EXERCISE AIM: Return exactly the lines from the one bearing "the dark cloud" through the last, and no others. Pictures must be left out.

AVAILABLE RECORDS:
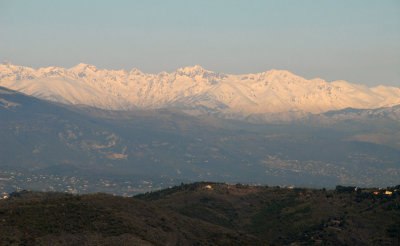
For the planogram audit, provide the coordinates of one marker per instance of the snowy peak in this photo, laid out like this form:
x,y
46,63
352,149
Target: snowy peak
x,y
195,90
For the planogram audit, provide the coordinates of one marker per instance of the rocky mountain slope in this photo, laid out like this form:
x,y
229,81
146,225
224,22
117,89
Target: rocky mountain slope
x,y
195,90
133,151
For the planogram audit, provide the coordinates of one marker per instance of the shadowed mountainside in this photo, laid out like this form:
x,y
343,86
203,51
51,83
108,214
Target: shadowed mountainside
x,y
205,214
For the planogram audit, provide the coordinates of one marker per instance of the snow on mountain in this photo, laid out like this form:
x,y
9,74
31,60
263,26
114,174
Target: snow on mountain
x,y
195,90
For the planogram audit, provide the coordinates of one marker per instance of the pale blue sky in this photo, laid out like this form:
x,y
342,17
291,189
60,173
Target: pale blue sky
x,y
358,40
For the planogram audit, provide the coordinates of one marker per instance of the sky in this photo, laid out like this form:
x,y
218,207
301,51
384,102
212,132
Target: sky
x,y
357,41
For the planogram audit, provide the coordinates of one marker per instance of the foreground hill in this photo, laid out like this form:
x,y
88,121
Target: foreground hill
x,y
205,214
195,90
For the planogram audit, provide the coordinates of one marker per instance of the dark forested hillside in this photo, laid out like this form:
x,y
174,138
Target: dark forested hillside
x,y
205,214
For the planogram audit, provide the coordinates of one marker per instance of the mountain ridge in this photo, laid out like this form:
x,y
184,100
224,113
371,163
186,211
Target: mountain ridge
x,y
195,90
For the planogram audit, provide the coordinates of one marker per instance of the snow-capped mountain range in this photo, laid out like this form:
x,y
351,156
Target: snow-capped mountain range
x,y
195,90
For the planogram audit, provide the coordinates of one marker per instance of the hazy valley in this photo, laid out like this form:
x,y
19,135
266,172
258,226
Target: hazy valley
x,y
80,149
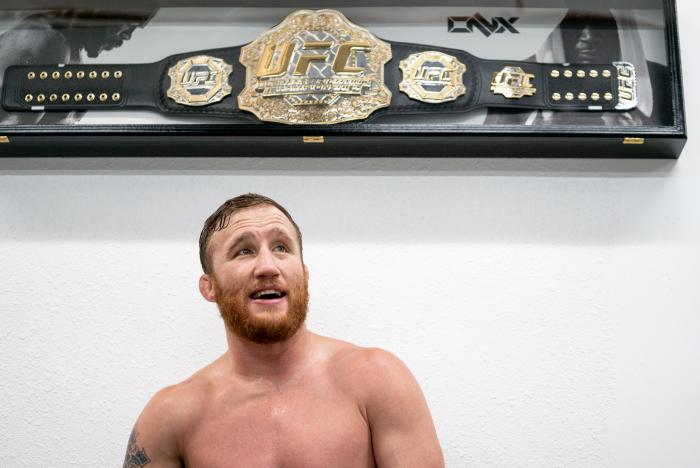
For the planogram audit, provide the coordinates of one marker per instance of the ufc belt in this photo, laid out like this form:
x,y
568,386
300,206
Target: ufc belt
x,y
316,67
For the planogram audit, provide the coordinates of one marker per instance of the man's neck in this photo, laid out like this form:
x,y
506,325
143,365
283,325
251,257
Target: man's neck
x,y
274,362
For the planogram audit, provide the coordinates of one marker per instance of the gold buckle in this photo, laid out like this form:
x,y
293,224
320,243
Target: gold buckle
x,y
316,67
513,83
432,77
199,80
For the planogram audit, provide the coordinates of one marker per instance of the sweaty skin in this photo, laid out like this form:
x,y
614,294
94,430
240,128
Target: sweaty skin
x,y
306,402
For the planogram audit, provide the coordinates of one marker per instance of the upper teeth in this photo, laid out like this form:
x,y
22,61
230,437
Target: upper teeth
x,y
267,291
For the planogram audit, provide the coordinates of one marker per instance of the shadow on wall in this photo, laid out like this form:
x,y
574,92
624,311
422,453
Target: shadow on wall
x,y
346,200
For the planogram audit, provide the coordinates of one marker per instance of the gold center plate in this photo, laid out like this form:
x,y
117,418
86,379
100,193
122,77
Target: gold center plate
x,y
316,67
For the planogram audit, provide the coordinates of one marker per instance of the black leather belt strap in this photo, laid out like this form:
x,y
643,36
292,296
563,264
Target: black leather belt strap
x,y
114,86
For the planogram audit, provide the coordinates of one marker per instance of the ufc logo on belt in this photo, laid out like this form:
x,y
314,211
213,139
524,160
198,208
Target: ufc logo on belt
x,y
193,79
275,63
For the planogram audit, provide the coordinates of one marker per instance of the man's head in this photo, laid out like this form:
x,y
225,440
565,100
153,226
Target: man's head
x,y
590,38
251,253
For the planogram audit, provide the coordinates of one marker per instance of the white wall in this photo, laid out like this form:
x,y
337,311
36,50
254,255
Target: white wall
x,y
549,308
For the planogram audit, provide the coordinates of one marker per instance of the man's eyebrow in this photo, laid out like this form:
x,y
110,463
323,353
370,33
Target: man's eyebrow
x,y
279,232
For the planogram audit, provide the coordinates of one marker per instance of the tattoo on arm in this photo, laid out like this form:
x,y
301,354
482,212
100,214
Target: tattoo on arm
x,y
135,457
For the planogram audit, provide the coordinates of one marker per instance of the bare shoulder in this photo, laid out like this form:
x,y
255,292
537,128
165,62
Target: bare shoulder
x,y
158,433
403,433
367,371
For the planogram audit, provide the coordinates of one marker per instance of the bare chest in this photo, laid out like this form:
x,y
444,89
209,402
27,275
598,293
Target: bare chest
x,y
294,429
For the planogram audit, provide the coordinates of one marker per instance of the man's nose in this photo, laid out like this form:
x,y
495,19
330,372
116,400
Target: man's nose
x,y
265,265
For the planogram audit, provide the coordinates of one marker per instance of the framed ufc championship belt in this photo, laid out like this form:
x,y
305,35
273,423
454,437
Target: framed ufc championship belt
x,y
477,79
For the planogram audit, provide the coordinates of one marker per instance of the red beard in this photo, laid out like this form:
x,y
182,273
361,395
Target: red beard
x,y
263,330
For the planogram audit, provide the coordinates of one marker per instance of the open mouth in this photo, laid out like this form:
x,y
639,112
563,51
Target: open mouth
x,y
268,294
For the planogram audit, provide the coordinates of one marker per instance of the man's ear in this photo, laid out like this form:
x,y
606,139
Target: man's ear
x,y
206,288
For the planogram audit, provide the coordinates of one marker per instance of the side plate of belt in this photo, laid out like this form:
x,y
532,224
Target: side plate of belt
x,y
314,68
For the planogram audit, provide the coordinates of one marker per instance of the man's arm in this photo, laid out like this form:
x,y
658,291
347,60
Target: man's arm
x,y
403,434
153,442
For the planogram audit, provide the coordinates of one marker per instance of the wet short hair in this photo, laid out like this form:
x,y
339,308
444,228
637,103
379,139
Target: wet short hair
x,y
220,218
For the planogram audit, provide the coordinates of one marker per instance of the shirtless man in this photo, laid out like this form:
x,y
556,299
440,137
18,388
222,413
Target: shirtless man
x,y
280,396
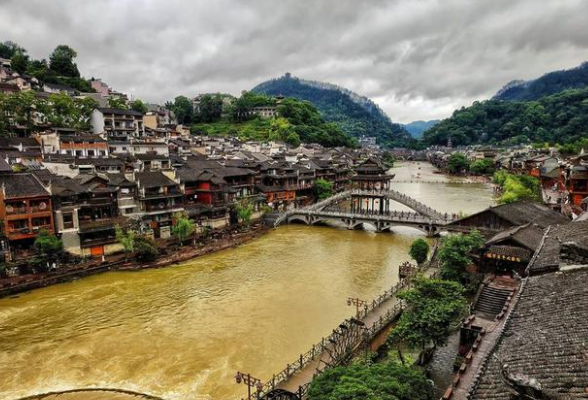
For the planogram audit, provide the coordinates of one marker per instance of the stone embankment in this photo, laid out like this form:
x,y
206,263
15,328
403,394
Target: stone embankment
x,y
218,241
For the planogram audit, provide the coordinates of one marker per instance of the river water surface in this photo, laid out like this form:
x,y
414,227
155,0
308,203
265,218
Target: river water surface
x,y
185,330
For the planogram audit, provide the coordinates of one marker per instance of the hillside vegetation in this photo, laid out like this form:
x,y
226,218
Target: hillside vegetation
x,y
548,84
353,114
559,118
298,121
60,69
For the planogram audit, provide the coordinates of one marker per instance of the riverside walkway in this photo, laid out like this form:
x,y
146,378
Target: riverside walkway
x,y
351,337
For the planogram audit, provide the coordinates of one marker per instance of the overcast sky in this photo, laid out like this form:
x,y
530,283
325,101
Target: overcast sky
x,y
416,59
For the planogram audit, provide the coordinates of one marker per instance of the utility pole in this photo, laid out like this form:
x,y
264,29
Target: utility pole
x,y
250,381
357,303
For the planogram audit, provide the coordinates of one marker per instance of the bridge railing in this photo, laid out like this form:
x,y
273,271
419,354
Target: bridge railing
x,y
420,208
319,348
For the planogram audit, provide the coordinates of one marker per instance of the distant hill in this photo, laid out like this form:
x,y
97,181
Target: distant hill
x,y
551,83
354,114
559,118
416,128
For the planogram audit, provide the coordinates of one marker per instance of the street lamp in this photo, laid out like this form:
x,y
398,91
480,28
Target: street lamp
x,y
250,381
357,303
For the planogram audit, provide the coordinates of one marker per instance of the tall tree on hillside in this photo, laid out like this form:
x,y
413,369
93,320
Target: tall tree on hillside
x,y
183,110
9,48
118,103
457,163
139,106
61,61
432,305
210,108
19,61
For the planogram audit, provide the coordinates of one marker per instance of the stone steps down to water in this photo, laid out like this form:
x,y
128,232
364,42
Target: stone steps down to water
x,y
492,300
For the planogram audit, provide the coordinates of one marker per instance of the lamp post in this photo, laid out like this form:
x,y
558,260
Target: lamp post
x,y
250,381
357,303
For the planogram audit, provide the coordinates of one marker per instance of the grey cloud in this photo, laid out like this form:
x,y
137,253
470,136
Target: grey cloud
x,y
419,58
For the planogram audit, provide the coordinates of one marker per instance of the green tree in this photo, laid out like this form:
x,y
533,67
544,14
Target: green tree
x,y
388,159
139,106
210,108
20,108
455,254
457,163
118,103
244,211
482,167
183,110
61,61
9,48
419,250
19,62
384,381
46,243
145,249
126,239
323,189
183,227
432,306
516,187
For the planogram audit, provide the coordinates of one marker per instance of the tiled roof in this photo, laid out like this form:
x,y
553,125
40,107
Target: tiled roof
x,y
21,185
117,111
549,256
153,179
524,212
545,339
528,236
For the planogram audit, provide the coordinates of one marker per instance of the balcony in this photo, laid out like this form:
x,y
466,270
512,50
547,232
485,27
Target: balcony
x,y
162,207
161,195
27,210
101,224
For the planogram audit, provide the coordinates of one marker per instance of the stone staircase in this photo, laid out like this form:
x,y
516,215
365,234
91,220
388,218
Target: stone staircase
x,y
491,300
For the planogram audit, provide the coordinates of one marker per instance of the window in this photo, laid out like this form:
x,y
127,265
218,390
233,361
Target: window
x,y
68,221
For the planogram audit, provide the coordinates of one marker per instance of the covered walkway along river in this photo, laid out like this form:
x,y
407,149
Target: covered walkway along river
x,y
185,330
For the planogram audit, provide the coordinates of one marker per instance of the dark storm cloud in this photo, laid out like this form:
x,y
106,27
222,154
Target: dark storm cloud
x,y
417,59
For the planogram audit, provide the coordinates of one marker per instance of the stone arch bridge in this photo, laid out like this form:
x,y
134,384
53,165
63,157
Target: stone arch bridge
x,y
421,216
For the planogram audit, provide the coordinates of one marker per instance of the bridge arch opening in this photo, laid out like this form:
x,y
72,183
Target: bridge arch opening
x,y
297,220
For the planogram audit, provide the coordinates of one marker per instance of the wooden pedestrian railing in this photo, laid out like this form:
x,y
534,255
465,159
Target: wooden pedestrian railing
x,y
426,213
328,344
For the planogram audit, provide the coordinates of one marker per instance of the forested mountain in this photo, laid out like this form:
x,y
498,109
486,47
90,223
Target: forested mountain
x,y
416,128
298,121
354,114
559,118
548,84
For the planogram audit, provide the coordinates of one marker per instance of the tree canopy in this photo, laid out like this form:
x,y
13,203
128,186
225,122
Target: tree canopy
x,y
454,254
323,189
59,110
61,68
419,250
457,163
516,187
139,106
482,167
61,61
432,306
384,381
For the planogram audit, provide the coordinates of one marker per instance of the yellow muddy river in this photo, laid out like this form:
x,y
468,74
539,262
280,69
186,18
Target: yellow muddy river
x,y
182,332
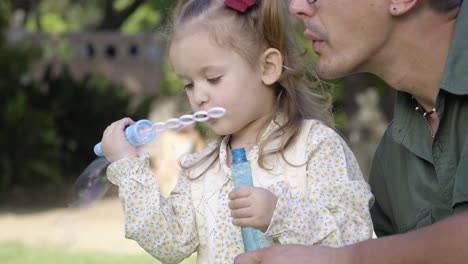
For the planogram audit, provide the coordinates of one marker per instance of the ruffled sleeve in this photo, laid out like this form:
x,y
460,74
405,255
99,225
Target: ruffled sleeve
x,y
165,228
334,208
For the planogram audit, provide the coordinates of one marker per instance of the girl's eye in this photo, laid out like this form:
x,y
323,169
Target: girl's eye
x,y
214,80
188,86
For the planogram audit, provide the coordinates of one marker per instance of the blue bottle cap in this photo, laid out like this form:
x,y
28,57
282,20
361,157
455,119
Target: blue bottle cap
x,y
238,155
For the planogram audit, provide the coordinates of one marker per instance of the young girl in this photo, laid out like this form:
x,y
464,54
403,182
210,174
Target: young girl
x,y
241,55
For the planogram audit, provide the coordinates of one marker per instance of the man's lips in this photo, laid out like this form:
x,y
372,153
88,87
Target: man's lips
x,y
316,41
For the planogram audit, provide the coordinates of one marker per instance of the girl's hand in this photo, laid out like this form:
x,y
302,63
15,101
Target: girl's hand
x,y
252,206
114,144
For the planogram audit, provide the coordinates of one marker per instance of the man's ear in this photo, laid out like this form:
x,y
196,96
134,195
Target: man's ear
x,y
401,7
271,66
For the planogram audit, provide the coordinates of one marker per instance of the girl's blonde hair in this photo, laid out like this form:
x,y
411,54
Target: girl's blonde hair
x,y
265,25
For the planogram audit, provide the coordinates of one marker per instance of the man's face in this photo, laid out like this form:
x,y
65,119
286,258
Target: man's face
x,y
348,35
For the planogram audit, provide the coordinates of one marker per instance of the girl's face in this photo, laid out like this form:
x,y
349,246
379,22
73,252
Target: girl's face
x,y
215,75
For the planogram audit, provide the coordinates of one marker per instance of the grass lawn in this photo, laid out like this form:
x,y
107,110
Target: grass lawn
x,y
16,253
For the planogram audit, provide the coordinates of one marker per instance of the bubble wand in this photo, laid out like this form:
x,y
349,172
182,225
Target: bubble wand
x,y
144,131
92,184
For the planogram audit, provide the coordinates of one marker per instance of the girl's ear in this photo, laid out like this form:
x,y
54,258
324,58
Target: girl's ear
x,y
271,66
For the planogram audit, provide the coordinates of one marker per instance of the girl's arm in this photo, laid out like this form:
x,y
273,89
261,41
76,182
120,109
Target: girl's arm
x,y
334,209
165,228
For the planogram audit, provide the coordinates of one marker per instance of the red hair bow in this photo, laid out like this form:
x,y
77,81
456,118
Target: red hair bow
x,y
240,5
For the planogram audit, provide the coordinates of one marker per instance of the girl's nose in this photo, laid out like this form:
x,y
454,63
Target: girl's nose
x,y
200,95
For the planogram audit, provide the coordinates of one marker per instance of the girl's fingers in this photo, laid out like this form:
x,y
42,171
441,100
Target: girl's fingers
x,y
239,203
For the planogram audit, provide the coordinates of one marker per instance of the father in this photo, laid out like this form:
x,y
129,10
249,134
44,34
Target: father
x,y
420,171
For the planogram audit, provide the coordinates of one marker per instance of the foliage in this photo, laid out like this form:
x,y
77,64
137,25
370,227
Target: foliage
x,y
50,126
15,253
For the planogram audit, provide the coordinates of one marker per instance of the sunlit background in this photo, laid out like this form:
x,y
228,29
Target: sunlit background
x,y
68,69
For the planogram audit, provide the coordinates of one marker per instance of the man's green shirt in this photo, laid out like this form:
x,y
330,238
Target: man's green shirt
x,y
418,180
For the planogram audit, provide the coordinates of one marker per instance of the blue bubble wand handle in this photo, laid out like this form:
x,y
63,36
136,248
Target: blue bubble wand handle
x,y
137,134
144,131
242,176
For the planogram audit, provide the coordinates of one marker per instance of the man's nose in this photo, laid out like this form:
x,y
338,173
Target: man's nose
x,y
301,8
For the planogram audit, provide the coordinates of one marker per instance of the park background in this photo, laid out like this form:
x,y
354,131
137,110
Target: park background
x,y
71,67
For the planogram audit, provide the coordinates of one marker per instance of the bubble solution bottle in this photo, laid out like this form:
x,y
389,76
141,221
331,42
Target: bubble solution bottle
x,y
242,176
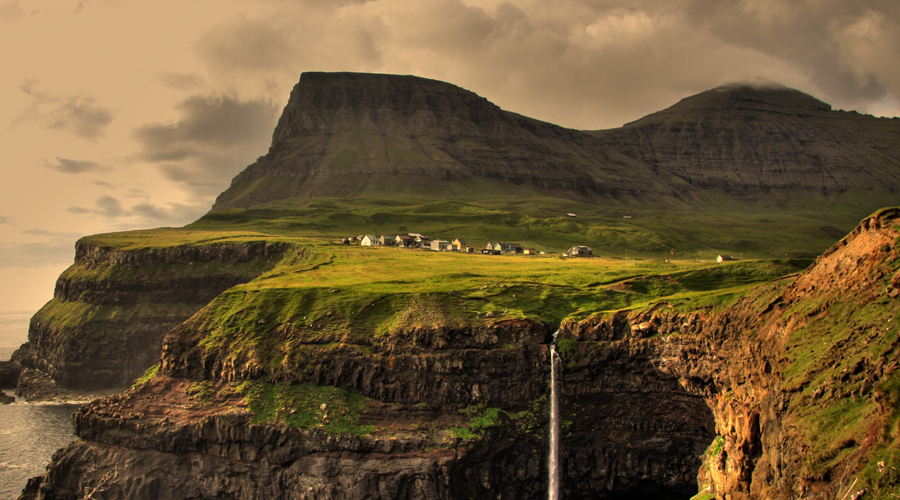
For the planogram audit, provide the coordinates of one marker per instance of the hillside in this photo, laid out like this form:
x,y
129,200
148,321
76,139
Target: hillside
x,y
430,382
738,169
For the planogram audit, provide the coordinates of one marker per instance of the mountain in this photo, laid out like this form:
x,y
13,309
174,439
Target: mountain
x,y
770,146
429,379
294,366
740,169
371,135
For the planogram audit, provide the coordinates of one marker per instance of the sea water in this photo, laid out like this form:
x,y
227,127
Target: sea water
x,y
553,458
29,432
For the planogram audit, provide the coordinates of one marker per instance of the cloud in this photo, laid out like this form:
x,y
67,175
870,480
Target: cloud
x,y
140,215
181,81
50,234
68,166
36,254
76,114
11,9
579,63
843,46
106,206
214,138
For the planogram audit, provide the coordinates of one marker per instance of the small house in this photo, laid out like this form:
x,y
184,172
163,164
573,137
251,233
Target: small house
x,y
579,250
370,240
505,247
441,245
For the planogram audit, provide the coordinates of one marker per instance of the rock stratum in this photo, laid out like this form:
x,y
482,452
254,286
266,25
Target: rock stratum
x,y
291,367
111,309
791,391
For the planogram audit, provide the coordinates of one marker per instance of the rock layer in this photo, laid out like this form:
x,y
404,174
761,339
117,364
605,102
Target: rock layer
x,y
112,308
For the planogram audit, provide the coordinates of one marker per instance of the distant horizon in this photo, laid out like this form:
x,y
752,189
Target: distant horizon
x,y
147,130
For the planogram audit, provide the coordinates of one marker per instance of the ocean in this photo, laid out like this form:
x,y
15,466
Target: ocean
x,y
29,432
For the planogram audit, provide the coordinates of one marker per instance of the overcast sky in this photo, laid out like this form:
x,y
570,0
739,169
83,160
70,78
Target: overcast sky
x,y
121,114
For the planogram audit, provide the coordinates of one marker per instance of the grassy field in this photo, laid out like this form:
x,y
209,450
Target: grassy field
x,y
541,222
331,293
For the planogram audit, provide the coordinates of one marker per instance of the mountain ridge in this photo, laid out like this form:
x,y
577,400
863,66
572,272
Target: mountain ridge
x,y
370,135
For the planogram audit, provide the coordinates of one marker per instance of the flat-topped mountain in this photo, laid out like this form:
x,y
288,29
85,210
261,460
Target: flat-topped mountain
x,y
371,135
375,136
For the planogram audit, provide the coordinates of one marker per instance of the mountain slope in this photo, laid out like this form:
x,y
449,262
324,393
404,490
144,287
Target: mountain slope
x,y
349,134
747,170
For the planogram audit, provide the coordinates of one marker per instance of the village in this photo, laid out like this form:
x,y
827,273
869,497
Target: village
x,y
419,241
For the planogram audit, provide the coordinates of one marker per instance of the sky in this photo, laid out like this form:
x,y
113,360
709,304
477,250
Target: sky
x,y
127,114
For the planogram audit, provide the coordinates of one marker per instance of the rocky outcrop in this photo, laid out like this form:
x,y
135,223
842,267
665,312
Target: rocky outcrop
x,y
113,307
9,373
789,392
346,134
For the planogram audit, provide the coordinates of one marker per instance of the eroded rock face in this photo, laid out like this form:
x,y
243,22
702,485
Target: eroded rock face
x,y
112,308
654,402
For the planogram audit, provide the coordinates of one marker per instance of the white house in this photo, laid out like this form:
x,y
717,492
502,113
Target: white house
x,y
370,240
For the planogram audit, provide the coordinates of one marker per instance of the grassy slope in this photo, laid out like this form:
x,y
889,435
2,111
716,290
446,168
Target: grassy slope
x,y
337,294
541,223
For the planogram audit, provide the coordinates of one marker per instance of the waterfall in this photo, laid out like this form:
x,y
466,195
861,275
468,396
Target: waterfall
x,y
553,466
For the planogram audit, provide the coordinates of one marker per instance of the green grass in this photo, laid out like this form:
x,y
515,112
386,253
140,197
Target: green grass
x,y
148,375
350,297
306,406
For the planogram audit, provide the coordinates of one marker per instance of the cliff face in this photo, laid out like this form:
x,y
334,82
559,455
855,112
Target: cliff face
x,y
766,143
790,392
111,308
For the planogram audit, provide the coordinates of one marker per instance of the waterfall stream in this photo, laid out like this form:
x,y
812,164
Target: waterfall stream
x,y
553,467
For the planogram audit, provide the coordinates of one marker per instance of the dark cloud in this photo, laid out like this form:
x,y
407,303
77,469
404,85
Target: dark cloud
x,y
181,81
843,46
50,234
77,114
56,252
142,214
213,139
580,63
106,206
67,166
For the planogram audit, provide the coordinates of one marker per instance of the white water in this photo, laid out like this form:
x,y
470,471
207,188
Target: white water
x,y
553,467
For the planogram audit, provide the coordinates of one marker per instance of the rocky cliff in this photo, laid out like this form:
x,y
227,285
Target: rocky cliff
x,y
112,307
789,392
770,143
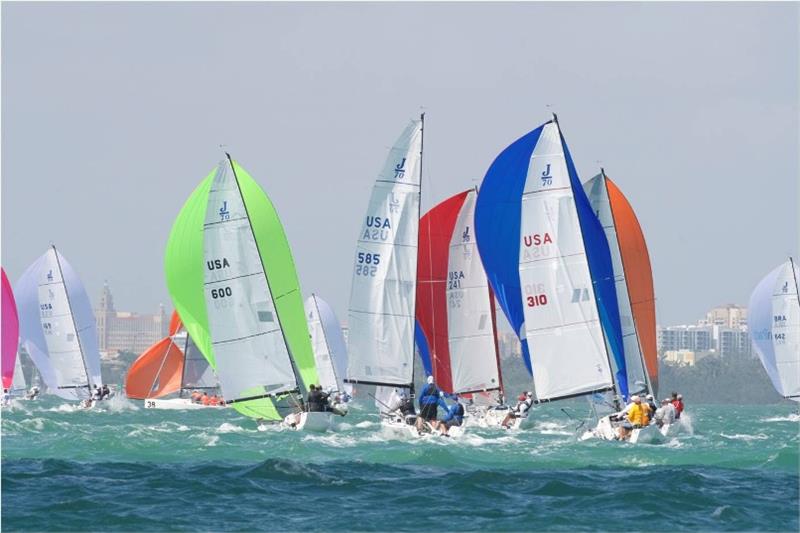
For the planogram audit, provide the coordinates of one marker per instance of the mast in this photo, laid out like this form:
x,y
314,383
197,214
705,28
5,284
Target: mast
x,y
74,326
648,384
266,278
325,338
602,330
416,259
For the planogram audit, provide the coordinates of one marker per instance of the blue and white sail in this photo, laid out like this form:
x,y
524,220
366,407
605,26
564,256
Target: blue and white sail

REPLY:
For the planogram audit, provide the coordinates of one marker per instance of the dark cloud in this photo, laid out like this form:
x,y
407,303
77,469
404,85
Target: dark cloud
x,y
181,81
843,46
50,234
77,114
56,252
142,214
213,139
580,63
106,206
67,166
For the planogram audit, provide the coordinates of one marker per instance of the white water in this photo, laid out like this form:
x,y
470,471
207,188
Target: white water
x,y
553,467
For the planogram audit, provide the coordinates of one marker per instance of the rocky cliff in this photo, laid out like this form:
x,y
227,285
Target: rocky cliff
x,y
112,307
789,392
770,143
For the planogram audit, provide the coordinates of one marker per instance of the mast in this photo, laid out like this form:
x,y
314,383
197,214
705,28
5,284
Target: mast
x,y
74,326
648,384
266,278
325,338
602,330
416,259
For the planogram audit, provide the coordinates of one marker per instance of the blue and white sail in this photo, laid out like this form:
x,y
524,220
366,407
605,26
564,256
Target: blue and white sail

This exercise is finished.